ЗАДАНИЕ:
Какую должность занимал академик Леон Абгарович Орбели, согласно отрывку?

ОТРЫВОК:
════════════════════

Они жили на Зверинской. Всё, что осталось в памяти — вой сирен, бомбёжки, ледяная Невa и… поводок. Да-да, мать буквально привязывала дочь к себе. Потому что однажды, когда та на минуту оставила девочку возле булочной, её украли. Украли, чтобы съесть.
Если бы не случайный милиционер, выдернувший ребёнка из рук мужчины, Кира бы исчезла. Как исчезали сотни других. В той реальности не искали пропавших — их просто больше не было. Мужчину расстреляли сразу. Без суда. И, честно говоря, вряд ли кто-то счёл это жестоким. Это было голодное правосудие.
С тех пор мать привязывала дочь к себе, как к собаке. Чтобы не унесли. Не зарезали. Не приготовили. Именно так и выживали.
«Иногда спасение приходило с самых неожиданных сторон.»
В эти жуткие дни нас спасал академик Леон Абгарович Орбели — директор Института физиологии имени Павлова, где работала моя бабушка. Даже в блокаду учёные продолжали опыты на собаках — контролировали физиологию, исследовали выживание, фиксировали реакции.
Когда эксперимент завершался, и собак приходилось усыплять, Орбели отдавал туши сотрудникам института — чтобы их дети могли выжить.
Это звучит дико. Но тогда не было другой еды. И если бы не эти собаки — нас бы не стало.
Горько, страшно, немыслимо — но это был вопрос выживания. И Кира, хоть и была ребёнком, это помнит. Помнит вкус, помнит вину. А сейчас у неё 14 тойтерьеров — дочь занимается. Ни одну она бы теперь не тронула. Но тогда не было выбора. Была зима. Была смерть.
Музыка против смерти
В блокаду выживали не только телом. Иногда — исключительно душой. Кто-то цеплялся за молитвы. Кто-то — за книги. А кто-то — за музыку.

════════════════════

ИСХОДНЫЕ ЗАПИСИ:
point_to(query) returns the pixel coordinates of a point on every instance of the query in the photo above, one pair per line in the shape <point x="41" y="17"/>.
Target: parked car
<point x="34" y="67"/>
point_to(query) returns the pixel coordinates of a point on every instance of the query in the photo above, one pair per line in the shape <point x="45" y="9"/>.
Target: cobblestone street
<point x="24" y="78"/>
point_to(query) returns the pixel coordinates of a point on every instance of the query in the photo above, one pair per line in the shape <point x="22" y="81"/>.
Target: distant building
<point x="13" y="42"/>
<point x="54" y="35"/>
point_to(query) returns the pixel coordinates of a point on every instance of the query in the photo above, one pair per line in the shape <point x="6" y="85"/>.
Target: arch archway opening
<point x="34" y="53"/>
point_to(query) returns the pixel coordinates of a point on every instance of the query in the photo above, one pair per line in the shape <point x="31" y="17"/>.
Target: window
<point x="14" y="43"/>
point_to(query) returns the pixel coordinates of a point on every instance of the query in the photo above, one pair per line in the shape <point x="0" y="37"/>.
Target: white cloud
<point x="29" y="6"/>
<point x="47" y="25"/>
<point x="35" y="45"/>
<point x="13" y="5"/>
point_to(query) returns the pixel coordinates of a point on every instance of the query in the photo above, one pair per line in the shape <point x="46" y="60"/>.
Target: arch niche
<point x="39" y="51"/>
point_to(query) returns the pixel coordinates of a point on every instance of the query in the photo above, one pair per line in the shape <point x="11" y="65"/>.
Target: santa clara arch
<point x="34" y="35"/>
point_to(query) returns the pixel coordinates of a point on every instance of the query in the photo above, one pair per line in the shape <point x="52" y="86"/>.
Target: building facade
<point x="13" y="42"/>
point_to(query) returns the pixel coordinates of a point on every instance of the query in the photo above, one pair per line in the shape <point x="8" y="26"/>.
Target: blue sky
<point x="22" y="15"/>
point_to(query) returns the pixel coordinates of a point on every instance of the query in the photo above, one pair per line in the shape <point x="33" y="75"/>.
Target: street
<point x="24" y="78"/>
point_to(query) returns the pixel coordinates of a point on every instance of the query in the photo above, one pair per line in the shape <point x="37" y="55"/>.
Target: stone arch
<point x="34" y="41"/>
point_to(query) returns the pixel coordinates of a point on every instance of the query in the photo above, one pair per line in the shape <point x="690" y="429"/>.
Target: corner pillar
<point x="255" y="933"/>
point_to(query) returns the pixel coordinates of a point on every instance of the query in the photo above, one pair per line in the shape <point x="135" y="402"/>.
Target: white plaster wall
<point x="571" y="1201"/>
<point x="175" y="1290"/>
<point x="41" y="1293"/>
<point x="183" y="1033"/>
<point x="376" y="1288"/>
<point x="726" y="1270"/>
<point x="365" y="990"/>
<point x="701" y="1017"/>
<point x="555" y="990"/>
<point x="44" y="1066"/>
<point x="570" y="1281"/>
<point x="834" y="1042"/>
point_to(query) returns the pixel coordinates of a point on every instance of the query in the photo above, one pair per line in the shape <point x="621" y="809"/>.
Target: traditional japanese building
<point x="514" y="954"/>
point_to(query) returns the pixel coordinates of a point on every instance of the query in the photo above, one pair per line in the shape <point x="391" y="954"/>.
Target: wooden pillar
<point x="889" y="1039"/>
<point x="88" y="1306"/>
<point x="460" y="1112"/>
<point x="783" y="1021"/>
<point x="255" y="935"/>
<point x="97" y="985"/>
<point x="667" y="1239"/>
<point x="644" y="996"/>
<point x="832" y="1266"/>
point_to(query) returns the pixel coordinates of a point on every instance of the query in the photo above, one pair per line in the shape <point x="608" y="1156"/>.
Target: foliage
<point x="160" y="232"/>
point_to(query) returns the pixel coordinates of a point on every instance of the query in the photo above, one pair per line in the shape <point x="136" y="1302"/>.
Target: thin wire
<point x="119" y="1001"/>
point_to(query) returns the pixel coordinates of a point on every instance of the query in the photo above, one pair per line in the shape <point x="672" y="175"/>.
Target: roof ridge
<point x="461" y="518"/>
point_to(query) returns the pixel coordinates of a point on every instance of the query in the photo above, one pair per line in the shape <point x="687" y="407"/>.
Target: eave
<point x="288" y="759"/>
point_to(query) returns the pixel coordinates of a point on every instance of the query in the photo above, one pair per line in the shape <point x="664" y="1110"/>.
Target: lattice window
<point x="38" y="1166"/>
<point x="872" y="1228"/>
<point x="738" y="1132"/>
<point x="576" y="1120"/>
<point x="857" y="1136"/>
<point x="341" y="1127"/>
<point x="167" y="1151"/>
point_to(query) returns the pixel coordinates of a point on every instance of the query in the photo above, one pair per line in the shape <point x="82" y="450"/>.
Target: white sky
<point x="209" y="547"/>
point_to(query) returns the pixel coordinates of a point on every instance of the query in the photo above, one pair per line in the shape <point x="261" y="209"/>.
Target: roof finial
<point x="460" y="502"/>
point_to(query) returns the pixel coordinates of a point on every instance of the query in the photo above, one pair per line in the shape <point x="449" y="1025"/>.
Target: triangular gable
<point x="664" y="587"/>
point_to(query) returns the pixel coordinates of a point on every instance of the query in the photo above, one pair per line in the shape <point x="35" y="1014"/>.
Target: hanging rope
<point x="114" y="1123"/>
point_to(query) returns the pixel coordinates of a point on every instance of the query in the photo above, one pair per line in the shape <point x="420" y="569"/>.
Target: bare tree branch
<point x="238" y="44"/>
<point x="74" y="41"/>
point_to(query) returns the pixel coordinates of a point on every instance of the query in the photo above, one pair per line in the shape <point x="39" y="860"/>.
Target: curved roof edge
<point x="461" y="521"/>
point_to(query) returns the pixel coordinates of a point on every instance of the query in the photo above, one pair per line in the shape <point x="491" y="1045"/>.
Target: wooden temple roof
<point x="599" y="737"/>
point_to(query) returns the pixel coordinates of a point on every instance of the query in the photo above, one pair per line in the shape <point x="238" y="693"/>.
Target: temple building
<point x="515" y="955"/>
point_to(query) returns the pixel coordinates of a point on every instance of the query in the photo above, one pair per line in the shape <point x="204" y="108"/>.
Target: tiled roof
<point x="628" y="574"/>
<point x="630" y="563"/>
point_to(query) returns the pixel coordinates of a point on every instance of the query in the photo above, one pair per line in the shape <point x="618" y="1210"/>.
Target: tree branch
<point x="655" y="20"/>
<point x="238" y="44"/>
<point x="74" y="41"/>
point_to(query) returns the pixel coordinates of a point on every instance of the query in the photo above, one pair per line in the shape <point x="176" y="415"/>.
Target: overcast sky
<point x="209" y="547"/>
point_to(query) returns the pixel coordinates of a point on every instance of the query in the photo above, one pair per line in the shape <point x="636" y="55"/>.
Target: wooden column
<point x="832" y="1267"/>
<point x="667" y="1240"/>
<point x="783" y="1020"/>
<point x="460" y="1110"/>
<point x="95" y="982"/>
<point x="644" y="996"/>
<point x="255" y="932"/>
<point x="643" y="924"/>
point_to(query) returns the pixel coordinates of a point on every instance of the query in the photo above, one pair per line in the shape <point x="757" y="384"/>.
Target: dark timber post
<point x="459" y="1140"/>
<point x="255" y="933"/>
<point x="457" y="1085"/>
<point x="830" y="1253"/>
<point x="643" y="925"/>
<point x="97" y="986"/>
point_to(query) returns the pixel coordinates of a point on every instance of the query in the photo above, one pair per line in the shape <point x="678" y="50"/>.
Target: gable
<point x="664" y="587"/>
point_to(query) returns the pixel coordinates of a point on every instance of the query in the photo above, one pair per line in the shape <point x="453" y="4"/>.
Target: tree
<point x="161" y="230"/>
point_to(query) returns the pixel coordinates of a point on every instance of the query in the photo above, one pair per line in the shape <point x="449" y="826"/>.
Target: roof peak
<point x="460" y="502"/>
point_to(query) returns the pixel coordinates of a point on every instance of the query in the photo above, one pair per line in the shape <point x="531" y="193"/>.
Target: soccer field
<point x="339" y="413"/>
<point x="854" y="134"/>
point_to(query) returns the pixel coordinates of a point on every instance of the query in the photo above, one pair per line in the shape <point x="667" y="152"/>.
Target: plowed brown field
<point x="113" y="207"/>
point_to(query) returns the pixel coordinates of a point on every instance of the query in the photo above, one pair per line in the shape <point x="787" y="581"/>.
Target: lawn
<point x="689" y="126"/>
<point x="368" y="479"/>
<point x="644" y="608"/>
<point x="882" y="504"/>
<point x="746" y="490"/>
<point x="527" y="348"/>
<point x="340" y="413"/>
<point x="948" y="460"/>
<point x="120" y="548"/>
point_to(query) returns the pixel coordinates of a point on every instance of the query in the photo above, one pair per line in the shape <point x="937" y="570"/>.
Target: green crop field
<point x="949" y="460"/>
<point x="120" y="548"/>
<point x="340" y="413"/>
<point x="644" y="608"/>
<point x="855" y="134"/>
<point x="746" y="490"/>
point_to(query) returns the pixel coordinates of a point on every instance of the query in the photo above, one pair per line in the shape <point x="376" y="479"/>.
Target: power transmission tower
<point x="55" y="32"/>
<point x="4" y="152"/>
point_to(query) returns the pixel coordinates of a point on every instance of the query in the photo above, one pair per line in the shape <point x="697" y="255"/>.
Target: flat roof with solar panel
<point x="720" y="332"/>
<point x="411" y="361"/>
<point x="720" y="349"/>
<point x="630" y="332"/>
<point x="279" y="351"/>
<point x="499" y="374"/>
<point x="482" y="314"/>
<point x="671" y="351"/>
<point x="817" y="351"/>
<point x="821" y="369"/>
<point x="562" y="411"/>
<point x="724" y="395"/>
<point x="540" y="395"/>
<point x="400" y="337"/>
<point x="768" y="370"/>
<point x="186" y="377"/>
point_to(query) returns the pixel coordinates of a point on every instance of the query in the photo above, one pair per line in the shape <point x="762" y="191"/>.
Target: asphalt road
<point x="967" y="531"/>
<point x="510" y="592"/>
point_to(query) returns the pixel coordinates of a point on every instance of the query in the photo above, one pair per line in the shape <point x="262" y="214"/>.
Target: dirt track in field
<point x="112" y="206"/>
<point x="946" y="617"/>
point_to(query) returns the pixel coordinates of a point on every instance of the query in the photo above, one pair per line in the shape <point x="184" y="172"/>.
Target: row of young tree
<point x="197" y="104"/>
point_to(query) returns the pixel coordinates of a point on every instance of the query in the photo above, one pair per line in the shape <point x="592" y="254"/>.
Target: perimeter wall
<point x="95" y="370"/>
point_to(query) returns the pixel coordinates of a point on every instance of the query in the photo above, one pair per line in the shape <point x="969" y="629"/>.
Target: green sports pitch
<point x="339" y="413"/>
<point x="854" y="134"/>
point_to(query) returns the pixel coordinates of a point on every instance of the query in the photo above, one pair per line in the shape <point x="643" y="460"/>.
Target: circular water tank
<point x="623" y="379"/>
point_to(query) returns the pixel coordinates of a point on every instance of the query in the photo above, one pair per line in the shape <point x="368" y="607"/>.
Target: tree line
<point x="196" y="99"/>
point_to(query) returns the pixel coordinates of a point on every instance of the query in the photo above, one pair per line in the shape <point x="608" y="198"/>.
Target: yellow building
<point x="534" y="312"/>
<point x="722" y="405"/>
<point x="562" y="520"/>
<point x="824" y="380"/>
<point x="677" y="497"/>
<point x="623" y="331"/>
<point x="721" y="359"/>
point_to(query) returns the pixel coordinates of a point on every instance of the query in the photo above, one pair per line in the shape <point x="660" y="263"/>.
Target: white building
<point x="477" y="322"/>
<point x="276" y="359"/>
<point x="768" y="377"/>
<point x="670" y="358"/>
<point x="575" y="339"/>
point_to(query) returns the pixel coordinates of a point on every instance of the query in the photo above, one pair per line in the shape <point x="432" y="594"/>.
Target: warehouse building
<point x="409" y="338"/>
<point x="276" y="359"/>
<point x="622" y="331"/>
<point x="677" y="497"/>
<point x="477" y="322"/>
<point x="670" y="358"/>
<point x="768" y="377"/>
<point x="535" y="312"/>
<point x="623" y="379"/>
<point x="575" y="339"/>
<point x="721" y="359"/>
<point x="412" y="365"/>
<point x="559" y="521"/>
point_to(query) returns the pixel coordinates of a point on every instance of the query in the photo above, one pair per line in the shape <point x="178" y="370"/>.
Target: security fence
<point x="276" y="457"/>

════════════════════

РЕЗУЛЬТАТ ВЫПОЛНЕНИЯ:
Он был директором Института физиологии имени Павлова.